- _What is needed_
Give back exactly the lines that run from the line containing "If you could drop a marker on the gothic" through the end of the listing below. Leave out every other line.

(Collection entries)
• • • • • • •

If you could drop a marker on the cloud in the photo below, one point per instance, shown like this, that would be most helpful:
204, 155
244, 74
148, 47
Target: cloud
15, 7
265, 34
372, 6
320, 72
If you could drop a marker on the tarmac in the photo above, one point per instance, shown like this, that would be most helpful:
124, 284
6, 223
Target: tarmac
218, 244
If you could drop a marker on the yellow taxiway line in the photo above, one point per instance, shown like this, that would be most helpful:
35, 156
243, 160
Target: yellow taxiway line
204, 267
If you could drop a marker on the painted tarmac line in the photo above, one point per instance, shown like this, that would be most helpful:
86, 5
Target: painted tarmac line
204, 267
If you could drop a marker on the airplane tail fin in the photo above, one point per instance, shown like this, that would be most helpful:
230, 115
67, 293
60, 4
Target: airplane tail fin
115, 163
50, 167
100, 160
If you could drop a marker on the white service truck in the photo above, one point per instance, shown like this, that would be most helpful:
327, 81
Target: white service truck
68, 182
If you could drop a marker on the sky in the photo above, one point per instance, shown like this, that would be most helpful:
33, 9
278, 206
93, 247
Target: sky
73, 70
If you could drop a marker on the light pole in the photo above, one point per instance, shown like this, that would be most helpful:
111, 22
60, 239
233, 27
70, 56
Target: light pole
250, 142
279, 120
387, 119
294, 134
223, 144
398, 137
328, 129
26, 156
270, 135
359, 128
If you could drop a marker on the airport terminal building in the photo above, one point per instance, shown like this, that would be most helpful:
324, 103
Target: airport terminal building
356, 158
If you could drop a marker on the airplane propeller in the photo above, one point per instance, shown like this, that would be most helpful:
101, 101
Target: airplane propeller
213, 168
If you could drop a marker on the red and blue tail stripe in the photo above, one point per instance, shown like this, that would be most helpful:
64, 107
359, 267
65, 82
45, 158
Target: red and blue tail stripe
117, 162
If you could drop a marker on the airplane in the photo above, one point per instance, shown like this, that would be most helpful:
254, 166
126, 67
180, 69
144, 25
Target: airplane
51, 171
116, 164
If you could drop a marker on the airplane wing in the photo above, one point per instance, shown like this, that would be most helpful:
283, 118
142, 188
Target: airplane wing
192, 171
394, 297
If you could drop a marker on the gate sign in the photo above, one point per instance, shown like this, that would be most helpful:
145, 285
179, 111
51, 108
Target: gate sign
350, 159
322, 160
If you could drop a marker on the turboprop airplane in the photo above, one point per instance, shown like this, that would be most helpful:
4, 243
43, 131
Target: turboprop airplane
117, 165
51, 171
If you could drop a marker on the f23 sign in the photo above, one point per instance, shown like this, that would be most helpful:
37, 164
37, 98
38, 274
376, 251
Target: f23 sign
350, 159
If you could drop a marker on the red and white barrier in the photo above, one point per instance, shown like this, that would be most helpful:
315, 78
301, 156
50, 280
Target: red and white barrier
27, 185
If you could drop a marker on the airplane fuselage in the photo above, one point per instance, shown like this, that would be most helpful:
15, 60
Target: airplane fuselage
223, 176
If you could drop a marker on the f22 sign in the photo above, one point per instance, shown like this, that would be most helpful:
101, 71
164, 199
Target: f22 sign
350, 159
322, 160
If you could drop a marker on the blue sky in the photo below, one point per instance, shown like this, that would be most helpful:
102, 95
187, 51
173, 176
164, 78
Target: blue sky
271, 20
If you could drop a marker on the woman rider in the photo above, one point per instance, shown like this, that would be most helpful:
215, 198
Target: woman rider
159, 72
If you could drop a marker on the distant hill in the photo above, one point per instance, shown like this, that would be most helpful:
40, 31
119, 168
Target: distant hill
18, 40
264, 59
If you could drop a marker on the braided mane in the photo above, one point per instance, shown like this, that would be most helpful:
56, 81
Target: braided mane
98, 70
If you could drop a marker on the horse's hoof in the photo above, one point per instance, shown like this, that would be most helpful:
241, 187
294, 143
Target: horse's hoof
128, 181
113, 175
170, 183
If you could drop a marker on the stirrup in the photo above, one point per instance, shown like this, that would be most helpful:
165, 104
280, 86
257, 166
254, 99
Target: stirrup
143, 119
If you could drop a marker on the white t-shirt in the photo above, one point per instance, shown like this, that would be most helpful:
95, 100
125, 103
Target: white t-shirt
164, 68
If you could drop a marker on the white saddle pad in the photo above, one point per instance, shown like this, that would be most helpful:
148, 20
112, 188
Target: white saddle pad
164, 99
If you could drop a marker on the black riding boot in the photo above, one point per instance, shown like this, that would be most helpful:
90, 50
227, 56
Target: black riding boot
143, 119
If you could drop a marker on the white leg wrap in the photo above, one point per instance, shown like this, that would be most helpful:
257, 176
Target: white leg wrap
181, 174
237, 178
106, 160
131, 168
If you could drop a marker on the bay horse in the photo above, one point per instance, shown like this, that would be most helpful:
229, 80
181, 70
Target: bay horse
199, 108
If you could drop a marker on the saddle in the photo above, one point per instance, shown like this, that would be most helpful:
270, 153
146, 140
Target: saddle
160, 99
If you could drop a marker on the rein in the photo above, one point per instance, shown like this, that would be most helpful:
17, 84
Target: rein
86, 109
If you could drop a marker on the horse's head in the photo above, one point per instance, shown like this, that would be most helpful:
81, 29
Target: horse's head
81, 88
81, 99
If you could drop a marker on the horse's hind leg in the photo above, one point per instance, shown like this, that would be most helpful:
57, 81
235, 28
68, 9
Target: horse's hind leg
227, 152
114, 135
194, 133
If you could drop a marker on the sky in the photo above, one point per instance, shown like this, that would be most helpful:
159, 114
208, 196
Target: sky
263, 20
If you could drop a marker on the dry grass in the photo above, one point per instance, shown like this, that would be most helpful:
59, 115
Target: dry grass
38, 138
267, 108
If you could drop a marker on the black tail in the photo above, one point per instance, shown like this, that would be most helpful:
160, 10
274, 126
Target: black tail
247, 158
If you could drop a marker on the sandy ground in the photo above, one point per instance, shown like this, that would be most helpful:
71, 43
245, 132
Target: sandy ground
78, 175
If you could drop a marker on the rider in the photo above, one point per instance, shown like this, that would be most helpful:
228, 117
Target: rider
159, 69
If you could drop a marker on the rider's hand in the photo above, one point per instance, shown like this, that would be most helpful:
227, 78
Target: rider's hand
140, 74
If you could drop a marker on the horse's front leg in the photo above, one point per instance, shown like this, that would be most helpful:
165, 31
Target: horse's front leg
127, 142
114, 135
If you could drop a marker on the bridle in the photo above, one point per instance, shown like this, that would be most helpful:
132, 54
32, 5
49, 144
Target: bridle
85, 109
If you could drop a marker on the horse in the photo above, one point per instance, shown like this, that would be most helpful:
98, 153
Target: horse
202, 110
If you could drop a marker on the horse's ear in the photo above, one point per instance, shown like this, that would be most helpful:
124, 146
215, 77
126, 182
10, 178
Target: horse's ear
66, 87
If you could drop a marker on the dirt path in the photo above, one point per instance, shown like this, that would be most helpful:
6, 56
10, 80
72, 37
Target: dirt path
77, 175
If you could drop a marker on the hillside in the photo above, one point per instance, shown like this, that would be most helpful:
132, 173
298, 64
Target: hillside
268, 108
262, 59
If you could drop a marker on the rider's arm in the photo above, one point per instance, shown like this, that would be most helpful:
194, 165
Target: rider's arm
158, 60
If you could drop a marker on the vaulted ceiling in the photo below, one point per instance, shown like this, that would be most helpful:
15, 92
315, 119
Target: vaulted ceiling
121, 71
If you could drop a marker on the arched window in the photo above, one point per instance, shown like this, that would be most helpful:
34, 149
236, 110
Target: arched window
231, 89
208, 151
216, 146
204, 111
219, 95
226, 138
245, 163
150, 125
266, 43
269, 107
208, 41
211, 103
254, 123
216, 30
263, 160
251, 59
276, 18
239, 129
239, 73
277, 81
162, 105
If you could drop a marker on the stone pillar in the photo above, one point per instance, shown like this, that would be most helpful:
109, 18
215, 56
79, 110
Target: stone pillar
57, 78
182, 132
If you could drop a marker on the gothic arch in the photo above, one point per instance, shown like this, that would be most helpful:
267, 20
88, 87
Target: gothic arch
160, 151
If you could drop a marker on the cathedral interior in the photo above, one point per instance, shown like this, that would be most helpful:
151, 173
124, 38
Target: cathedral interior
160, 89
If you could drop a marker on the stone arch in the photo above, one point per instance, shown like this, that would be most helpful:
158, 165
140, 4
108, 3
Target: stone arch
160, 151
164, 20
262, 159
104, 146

• • • • • • •

- _Solution to the problem_
If you could drop a marker on the gothic arch in the photo above, one point per instance, shown like this, that would be most helpful:
267, 20
88, 87
Target: gothic arch
160, 151
If you could drop a marker on the cathedral interior in the photo above, one point per instance, shown like this, that would be most helpful:
151, 173
124, 38
Target: cathedral interior
160, 89
If you could drop a marker on the stone arch in the photo above, one point per instance, shown like this, that would be most helpful:
158, 165
140, 4
108, 3
Target: stone arch
160, 151
164, 20
262, 159
104, 146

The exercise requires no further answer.